Task brief -
With pictures removed, output every record below exactly as written.

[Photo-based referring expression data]

--- START ---

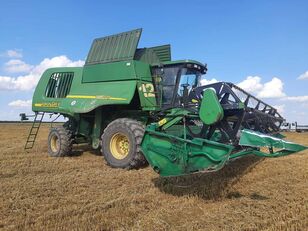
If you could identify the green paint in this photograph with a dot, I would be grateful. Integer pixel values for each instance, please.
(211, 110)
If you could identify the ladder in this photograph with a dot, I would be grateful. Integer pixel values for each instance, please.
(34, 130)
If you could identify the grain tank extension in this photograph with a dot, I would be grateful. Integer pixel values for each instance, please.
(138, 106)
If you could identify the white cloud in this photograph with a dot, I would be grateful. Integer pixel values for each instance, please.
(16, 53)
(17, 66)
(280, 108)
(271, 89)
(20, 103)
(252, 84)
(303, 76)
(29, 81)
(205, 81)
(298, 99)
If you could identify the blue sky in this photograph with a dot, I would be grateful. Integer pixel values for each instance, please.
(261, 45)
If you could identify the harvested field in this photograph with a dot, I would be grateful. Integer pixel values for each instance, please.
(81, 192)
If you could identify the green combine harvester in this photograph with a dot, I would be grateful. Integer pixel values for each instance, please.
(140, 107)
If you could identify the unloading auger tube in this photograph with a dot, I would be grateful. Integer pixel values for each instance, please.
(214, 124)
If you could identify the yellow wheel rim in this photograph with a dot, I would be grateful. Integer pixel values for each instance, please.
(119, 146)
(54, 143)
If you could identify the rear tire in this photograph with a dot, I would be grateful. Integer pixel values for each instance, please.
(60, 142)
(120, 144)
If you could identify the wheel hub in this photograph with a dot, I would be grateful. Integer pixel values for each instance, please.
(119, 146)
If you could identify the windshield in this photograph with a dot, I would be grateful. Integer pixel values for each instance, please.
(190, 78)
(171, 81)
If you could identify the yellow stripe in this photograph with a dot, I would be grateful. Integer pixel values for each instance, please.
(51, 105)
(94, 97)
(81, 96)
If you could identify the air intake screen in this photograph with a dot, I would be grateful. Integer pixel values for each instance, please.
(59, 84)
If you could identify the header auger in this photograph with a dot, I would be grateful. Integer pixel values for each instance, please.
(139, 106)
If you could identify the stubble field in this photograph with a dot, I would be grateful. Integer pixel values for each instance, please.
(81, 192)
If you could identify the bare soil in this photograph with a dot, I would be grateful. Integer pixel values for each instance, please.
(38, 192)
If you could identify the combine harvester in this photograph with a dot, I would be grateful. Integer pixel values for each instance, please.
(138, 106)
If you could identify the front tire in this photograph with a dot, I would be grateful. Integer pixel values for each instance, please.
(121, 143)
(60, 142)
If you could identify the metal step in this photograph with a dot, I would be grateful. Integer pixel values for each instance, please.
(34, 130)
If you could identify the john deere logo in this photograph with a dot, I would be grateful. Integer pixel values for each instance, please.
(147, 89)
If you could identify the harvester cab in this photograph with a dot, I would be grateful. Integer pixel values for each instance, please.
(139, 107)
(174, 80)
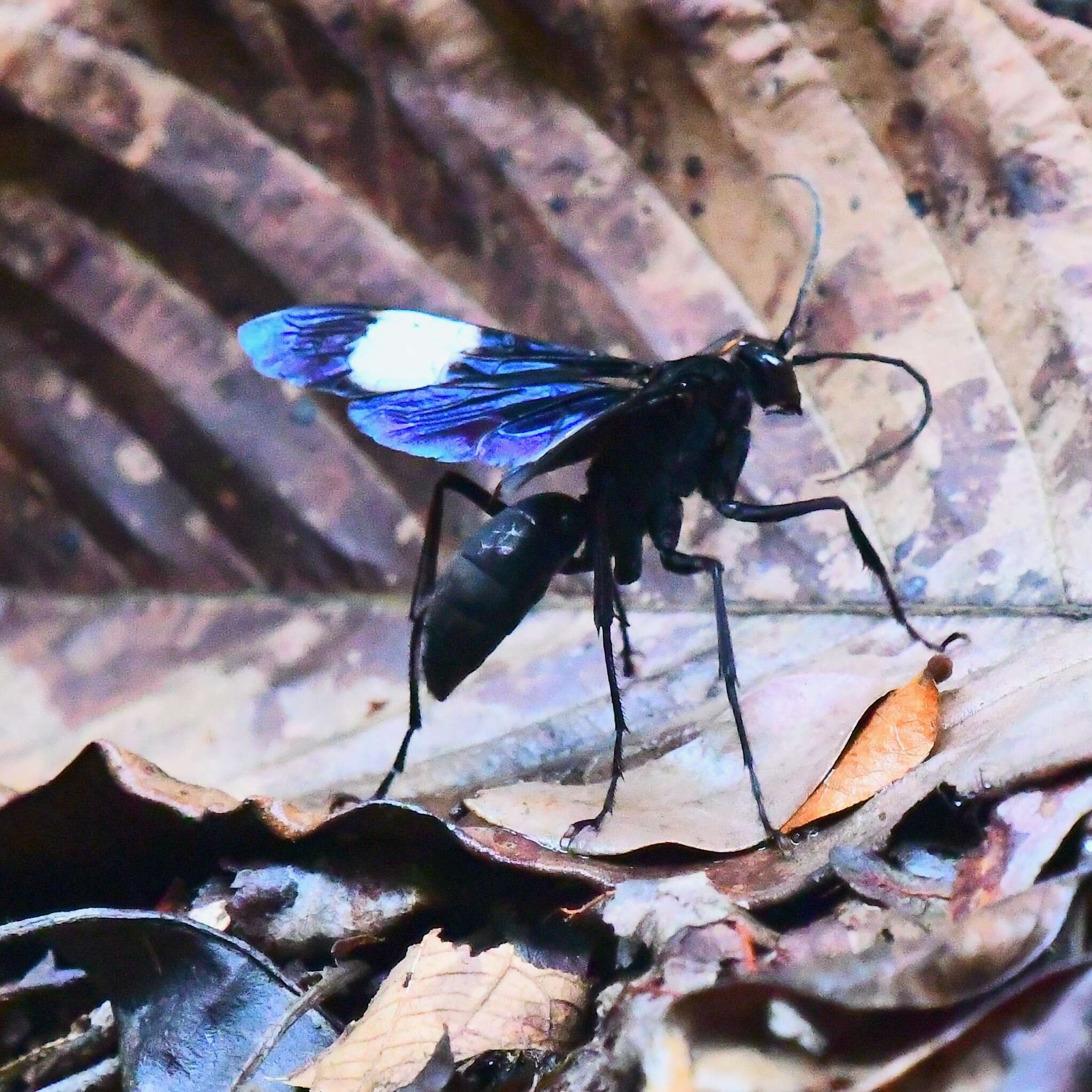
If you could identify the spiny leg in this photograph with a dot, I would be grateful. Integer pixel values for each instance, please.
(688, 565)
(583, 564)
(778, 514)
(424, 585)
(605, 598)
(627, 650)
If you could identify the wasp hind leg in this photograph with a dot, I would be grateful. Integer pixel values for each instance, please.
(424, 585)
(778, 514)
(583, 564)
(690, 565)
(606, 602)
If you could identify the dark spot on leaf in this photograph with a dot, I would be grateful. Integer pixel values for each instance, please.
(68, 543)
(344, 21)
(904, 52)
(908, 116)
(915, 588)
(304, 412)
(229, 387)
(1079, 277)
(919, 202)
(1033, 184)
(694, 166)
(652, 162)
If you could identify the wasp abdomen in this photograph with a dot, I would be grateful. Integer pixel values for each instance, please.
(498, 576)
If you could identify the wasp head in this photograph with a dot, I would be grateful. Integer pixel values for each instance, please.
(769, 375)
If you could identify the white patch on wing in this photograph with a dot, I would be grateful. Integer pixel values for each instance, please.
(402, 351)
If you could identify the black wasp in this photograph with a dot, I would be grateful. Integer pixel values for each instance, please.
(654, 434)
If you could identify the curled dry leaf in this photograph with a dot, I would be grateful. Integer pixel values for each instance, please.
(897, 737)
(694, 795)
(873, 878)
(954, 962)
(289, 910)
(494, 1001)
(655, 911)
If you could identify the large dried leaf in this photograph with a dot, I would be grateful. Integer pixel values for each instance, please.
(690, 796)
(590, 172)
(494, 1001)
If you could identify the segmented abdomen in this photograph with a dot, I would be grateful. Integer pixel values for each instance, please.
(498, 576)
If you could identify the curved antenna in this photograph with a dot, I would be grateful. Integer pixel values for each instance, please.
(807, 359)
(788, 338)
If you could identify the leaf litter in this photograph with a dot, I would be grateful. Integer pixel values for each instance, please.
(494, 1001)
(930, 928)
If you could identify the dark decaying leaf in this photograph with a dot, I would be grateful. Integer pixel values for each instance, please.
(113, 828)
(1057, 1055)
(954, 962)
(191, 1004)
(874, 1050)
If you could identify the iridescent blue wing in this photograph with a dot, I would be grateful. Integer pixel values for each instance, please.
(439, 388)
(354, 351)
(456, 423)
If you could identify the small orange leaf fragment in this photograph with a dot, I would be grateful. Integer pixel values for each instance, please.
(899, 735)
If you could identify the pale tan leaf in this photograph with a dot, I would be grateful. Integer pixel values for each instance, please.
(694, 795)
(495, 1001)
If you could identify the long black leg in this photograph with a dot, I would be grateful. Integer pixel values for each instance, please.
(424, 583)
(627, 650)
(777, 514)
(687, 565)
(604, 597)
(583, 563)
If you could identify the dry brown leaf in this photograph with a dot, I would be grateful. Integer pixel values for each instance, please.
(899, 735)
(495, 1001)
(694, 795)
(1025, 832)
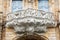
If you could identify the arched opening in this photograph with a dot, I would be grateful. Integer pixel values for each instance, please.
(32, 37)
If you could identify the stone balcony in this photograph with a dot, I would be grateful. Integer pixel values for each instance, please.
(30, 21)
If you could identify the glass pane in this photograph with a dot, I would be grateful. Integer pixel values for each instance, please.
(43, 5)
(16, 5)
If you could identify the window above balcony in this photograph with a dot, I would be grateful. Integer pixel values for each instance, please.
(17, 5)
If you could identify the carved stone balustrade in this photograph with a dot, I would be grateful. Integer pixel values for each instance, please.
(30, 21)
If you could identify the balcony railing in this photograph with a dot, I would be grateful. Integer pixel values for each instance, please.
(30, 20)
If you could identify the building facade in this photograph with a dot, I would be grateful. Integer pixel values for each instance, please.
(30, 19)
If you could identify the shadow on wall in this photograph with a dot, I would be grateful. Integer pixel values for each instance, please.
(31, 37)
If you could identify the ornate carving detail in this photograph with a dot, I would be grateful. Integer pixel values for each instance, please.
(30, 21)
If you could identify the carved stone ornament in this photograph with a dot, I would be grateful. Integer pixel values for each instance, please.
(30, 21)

--- END ---

Result -
If you could identify the green paint in this photograph with a dot, I would be grateful. Integer pixel values for each instance, please.
(211, 110)
If you could identify the ladder in this photograph with a dot, I would be grateful. Integer pixel values for each instance, please.
(34, 130)
If you could identify the grain tank extension in this photograph with a dot, I would be grateful. Integer pixel values for each instance, please.
(138, 106)
If you could identify the white cloud in this photograph with a dot, I would be grateful. Integer pixel values for each instance, please.
(16, 53)
(17, 66)
(280, 108)
(271, 89)
(20, 103)
(252, 84)
(303, 76)
(29, 81)
(205, 81)
(298, 99)
If you could identify the blue sky in this photograph with a dot, I would be grateful. Integer pixel values for each instance, please.
(261, 45)
If you could identify the harvested field in this photograph with a dot, I would be grateful. Integer pixel values for each instance, please.
(81, 192)
If you could identify the green combine harvester in this photograph with a dot, I would be grateful. Integer pixel values for each instance, please.
(140, 107)
If you could identify the unloading auger tube in this photograph with a dot, I would be grateful. Integer pixel values for each instance, please.
(214, 124)
If you could identify the yellow wheel rim in this photograph with a dot, I would be grateful. Integer pixel values for each instance, please.
(119, 146)
(54, 143)
If you could identify the rear tire in this photograph with a dot, I would be grateful. Integer pixel values for each instance, please.
(60, 142)
(120, 144)
If you could identify the wheel hub in this photograph with a dot, I would be grateful. Integer pixel values for each instance, please.
(119, 146)
If you could identify the windshield in this photograph with a dot, I would be grateful. Integer pixel values for each instance, please.
(190, 78)
(171, 81)
If you could identify the yellow stripe in this photograph with a dot, I would be grateful. Integer pixel values for each instance, please.
(51, 105)
(94, 97)
(81, 96)
If you could identify the air intake screen in this photograph with a dot, I would be grateful. Integer pixel values for each instance, please.
(59, 84)
If you could identify the header auger in this photograph with a dot, I would be grateful. Integer pixel values for each instance, please.
(139, 106)
If you could identify the stubble field in this photograph with a dot, I would be grateful. Integer pixel values for each instance, please.
(81, 192)
If you could identify the bare soil in this photograph with a dot, I would be grateful. Integer pixel values for each instance, please.
(38, 192)
If you could identify the combine harvester in this photograph with a dot, I would be grateful. Integer pixel values for each instance, please.
(138, 106)
If you could identify the front tire in this photograph with a dot, I would be grateful. Integer pixel values for each instance, please.
(121, 143)
(60, 142)
If you could identify the metal step in this photograph with a dot, I would be grateful. Integer pixel values for each instance, please.
(34, 130)
If you could identify the john deere logo in this photograph with a dot, I would be grateful. Integer pixel values for each instance, please.
(147, 89)
If you could identify the harvester cab in this photograph with a dot, I would be grateful. Integer pixel values for each instance, please.
(139, 107)
(174, 80)
If you could identify the spiny leg in this photograph with a dot, I would be grateful. Integer pixel values for each instance, please.
(688, 565)
(583, 564)
(778, 514)
(424, 585)
(605, 598)
(627, 650)
If you could identify the wasp hind leg in this photograph with a dot, I would be grateful. Integer pixel values for each instance, please.
(424, 585)
(778, 514)
(583, 564)
(690, 565)
(606, 602)
If you could identify the dark spot on leaf in this photograph with a dot, I would be grateful. Integer pixel values for each instance, please.
(68, 543)
(344, 21)
(904, 52)
(908, 116)
(915, 588)
(304, 412)
(229, 387)
(1079, 277)
(919, 202)
(1033, 184)
(694, 166)
(652, 162)
If you could identify the wasp abdomen in this photograph with a dot, I would be grateful. Integer pixel values for each instance, please.
(498, 576)
If you could identify the wasp head in this photograph with a dot, I would be grateful. Integer pixel values for each instance, please.
(769, 375)
If you could identify the white patch on wing in this photograph with a dot, I would be grateful. Integer pixel values for each instance, please.
(402, 351)
If you could identify the black wasp in this photograph with a dot, I would be grateful. Integer pixel values for each instance, please.
(654, 434)
If you could identify the curled dry leaf in this photograph with a dot, I would be grateful. Integer pixel values for each instance, please.
(897, 737)
(694, 795)
(873, 878)
(954, 962)
(289, 910)
(494, 1001)
(655, 911)
If you could identify the large dried leaf in this photograph with a dot, I would be grateful. Integer pixel values for each instance, please.
(690, 796)
(590, 172)
(494, 1001)
If you could identify the segmented abdomen in this photograph with a dot, I would be grateful. Integer pixel values for each instance, please.
(498, 576)
If you could identify the curved antenna in this photograph with a dot, I would be grateful. Integer pixel values for each instance, please.
(807, 359)
(788, 338)
If you could identify the leaf litter in this photograph with a dot, I would be grateful. Integer pixel values for each instance, please.
(494, 1001)
(930, 928)
If you could identify the dark decaying leaf in this photograph with a dot, I would be grateful. Integer pixel values for each instance, please.
(113, 828)
(1057, 1055)
(954, 962)
(191, 1004)
(874, 1050)
If you could identify the iridescent blue wing in this photograph with a dot, I would be grateful. Integer pixel values for each instance, please.
(439, 388)
(354, 351)
(456, 423)
If you could identify the small orange leaf fragment in this photograph with a dot, I would be grateful. Integer pixel values for each instance, please.
(899, 735)
If you could identify the pale tan leaf in this photograph with a dot, I would be grateful. Integer pixel values for each instance, please.
(694, 795)
(495, 1001)
If you could identify the long black leg in this photograph with a dot, I would be grateful. Integer pixel values for each instance, please.
(424, 583)
(627, 650)
(777, 514)
(687, 565)
(604, 597)
(583, 563)
If you could identify the dry brown leaf in this photograph with a dot, I would be grateful. Integer pixel values for each instance, please.
(899, 735)
(495, 1001)
(694, 795)
(1025, 832)
If you could identify the arched opening in this photograph with a dot, I would be grateful. Integer pixel values for each instance, please.
(32, 37)
If you could identify the stone balcony in this photograph with a dot, I would be grateful. Integer pixel values for each instance, please.
(30, 21)
If you could identify the glass pane in this photograph with a dot, I would be grateful. Integer pixel values for each instance, please.
(43, 5)
(16, 5)
If you could identify the window above balcony in this photograph with a dot, I would be grateful. Integer pixel values for each instance, please.
(17, 5)
If you could identify the carved stone balustrade in this photograph with a dot, I would be grateful. Integer pixel values for each instance, please.
(30, 21)
If you could identify the balcony railing in this photograph with a dot, I would be grateful. Integer pixel values for each instance, please.
(30, 20)
If you could identify the building facade in this photograph with a dot, I would be grateful. Integer pixel values for each instance, please.
(30, 19)
If you could identify the shadow on wall in this photograph with a dot, I would be grateful. Integer pixel values for each instance, please.
(31, 37)
If you could identify the ornate carving detail in this photograph with a dot, I would be grateful. Integer pixel values for each instance, please.
(30, 21)
If you could identify the carved stone ornament in this photograph with a dot, I would be grateful. Integer pixel values for each instance, please.
(30, 21)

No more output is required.